Supplied entries below:
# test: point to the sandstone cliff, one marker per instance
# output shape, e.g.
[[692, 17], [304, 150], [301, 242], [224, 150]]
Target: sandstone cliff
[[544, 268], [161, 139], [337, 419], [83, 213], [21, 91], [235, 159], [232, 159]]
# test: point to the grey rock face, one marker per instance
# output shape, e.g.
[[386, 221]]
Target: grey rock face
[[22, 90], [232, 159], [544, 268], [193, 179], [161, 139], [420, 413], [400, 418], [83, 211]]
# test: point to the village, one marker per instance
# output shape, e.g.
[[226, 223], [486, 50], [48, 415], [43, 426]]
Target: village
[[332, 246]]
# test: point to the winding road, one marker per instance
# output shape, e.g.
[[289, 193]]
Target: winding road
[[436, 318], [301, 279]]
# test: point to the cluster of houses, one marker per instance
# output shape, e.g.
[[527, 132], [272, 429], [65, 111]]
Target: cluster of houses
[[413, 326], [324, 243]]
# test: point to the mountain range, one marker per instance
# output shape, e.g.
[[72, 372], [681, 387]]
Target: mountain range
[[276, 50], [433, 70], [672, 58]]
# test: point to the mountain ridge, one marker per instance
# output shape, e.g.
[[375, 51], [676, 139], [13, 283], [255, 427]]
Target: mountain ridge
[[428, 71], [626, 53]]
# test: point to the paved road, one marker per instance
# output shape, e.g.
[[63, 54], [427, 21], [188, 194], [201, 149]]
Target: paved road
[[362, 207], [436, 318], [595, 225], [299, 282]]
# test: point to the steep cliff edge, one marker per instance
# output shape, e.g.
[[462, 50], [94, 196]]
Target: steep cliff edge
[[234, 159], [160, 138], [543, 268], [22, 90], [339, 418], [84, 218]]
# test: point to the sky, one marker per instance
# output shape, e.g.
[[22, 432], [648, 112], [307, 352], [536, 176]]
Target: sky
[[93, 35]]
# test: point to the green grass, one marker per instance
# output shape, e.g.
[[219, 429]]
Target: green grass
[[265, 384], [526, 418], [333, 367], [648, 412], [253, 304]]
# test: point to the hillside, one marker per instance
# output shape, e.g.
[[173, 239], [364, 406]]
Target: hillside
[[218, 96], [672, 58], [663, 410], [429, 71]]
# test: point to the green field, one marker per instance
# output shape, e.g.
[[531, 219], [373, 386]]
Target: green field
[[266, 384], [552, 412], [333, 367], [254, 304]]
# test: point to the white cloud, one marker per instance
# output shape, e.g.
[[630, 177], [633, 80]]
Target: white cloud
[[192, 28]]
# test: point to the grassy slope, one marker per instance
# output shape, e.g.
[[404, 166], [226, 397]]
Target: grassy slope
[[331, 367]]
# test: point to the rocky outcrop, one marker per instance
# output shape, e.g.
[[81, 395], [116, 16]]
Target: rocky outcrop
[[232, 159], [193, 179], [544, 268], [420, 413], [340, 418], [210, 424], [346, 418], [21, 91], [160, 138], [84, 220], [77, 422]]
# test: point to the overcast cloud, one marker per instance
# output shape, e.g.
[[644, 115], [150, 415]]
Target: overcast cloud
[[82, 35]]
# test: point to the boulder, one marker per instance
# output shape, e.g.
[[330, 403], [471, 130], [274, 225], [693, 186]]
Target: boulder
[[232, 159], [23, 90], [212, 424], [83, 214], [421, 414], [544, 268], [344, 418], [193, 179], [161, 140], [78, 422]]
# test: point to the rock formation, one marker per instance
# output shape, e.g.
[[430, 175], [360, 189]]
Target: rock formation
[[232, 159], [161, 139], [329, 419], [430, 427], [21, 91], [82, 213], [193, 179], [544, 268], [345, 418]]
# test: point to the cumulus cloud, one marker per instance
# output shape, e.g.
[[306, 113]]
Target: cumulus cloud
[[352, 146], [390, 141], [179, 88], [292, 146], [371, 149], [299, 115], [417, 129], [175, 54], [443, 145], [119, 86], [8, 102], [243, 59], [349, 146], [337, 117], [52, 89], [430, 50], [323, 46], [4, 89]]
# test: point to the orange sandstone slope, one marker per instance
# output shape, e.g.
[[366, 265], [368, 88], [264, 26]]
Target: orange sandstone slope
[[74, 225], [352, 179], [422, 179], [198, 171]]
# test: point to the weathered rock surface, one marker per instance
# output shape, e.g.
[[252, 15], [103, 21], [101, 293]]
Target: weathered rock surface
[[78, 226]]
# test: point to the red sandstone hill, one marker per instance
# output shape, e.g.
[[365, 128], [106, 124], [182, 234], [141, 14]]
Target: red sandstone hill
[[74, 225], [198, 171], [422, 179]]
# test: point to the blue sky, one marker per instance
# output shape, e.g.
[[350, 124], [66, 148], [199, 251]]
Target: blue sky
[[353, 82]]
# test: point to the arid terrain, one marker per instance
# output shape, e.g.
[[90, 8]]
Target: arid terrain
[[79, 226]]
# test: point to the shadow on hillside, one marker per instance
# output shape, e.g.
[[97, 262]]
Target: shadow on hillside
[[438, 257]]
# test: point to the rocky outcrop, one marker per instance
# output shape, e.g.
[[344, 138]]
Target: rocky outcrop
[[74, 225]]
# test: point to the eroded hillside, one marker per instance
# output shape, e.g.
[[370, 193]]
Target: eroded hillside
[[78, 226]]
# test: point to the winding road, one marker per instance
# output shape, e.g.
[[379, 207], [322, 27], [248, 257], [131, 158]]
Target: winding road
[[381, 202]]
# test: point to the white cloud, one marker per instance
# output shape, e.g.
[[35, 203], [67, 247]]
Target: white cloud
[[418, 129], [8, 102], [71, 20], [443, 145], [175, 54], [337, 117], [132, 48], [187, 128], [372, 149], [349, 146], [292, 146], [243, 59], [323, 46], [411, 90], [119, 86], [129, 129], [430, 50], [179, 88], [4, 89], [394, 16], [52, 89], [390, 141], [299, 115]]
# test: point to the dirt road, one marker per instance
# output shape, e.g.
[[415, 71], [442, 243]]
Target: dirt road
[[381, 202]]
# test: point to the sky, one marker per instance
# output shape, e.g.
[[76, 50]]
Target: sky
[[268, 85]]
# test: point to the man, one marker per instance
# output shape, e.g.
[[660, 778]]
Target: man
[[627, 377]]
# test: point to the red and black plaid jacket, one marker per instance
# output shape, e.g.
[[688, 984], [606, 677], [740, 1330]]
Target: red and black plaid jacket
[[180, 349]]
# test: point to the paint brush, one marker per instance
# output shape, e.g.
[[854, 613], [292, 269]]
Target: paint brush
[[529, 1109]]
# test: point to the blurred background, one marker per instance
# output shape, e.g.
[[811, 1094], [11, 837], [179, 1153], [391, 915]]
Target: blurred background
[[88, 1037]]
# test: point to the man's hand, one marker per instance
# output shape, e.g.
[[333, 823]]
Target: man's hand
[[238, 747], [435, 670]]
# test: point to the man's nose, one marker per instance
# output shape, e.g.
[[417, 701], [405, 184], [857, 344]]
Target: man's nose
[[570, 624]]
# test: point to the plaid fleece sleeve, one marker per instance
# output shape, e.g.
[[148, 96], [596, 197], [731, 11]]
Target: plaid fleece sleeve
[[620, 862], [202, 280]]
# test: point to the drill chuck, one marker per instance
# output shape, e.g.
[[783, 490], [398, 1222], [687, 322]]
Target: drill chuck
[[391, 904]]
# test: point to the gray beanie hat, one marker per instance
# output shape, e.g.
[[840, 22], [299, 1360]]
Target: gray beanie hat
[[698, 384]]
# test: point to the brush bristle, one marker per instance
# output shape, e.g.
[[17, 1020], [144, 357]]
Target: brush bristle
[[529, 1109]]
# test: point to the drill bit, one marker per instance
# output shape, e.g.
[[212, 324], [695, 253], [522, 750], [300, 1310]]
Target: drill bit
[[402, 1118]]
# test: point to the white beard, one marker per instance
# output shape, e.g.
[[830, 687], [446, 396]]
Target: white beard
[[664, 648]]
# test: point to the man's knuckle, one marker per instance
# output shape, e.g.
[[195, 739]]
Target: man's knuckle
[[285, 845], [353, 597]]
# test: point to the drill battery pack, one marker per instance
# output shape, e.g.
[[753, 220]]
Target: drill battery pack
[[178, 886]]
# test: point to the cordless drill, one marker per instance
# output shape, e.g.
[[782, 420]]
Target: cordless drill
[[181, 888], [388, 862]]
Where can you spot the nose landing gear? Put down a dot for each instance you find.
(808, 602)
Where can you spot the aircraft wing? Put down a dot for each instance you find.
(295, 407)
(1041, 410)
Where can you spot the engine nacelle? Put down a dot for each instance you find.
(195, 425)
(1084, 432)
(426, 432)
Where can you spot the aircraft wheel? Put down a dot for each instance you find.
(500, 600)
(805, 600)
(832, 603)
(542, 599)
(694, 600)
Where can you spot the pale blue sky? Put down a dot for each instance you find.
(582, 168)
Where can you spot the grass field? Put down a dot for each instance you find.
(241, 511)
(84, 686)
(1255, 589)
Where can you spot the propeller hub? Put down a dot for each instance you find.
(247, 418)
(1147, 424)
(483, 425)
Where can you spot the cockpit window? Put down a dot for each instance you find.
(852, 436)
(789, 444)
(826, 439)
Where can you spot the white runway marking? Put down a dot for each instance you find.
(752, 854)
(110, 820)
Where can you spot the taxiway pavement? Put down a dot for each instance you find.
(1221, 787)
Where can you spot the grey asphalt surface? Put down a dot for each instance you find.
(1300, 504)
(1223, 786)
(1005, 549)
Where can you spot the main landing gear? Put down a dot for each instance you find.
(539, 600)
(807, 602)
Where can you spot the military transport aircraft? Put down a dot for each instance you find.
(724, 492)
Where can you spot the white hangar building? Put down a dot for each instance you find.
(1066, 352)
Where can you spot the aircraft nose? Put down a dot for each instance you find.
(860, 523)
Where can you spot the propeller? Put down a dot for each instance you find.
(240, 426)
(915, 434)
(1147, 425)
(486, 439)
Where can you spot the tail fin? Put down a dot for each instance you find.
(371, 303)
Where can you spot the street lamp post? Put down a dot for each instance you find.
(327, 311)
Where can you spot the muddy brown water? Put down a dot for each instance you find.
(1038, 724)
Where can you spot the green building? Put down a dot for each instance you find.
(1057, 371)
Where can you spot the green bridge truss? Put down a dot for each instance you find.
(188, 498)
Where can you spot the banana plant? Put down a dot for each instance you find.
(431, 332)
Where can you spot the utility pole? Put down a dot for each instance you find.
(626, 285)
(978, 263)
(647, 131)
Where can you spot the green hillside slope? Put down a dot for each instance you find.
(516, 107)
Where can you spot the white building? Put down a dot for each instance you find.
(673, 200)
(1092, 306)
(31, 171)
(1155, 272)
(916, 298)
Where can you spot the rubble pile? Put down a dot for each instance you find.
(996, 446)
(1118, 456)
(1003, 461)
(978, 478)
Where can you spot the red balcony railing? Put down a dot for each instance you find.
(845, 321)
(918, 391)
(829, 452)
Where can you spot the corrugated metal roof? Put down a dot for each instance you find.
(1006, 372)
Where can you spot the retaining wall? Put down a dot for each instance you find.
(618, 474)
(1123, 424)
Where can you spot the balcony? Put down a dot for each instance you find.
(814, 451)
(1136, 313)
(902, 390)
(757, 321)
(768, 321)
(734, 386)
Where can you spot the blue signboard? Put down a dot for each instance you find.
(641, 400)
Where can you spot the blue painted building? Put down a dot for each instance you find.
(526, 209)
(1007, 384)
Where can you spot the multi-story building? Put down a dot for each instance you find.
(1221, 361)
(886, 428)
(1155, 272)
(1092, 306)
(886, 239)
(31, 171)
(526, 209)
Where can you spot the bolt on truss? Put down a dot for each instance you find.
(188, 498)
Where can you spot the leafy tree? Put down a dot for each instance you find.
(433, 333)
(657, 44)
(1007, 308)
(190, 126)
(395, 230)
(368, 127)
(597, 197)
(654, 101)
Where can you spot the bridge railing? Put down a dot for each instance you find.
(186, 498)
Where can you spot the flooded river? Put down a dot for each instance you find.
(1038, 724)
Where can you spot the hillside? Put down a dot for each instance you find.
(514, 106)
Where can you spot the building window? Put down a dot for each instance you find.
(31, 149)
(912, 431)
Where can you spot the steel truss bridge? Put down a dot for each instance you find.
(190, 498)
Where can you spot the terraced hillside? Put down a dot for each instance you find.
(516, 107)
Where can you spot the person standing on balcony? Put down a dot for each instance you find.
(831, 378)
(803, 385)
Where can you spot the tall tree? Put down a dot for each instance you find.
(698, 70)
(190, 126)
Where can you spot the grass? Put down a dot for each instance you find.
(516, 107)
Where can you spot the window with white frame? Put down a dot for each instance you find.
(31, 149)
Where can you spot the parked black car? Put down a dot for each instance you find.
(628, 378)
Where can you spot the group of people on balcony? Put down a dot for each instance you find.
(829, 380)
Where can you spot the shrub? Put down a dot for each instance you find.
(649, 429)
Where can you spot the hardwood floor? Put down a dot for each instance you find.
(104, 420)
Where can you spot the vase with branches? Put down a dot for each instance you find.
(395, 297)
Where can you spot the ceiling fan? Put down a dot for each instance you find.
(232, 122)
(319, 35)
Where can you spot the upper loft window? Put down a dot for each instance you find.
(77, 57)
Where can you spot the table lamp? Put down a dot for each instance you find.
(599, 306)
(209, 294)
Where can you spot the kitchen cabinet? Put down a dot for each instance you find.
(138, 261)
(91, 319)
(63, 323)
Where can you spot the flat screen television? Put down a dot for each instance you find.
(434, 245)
End of Supplied entries.
**The problem:**
In restating the data, begin at its first line, reproduce each line word for word, and conclude with the line that contains "[[386, 221]]".

**Answer box:**
# test: point to the sandstone cliff, one marker per instance
# output shape, e.g.
[[692, 17], [304, 150], [301, 242], [224, 150]]
Target: sandstone cliff
[[544, 268], [161, 139], [337, 419], [83, 213], [21, 91], [235, 159], [232, 159]]
# test: point to the grey rock face, one marker per instance
# output shape, e.g.
[[386, 221]]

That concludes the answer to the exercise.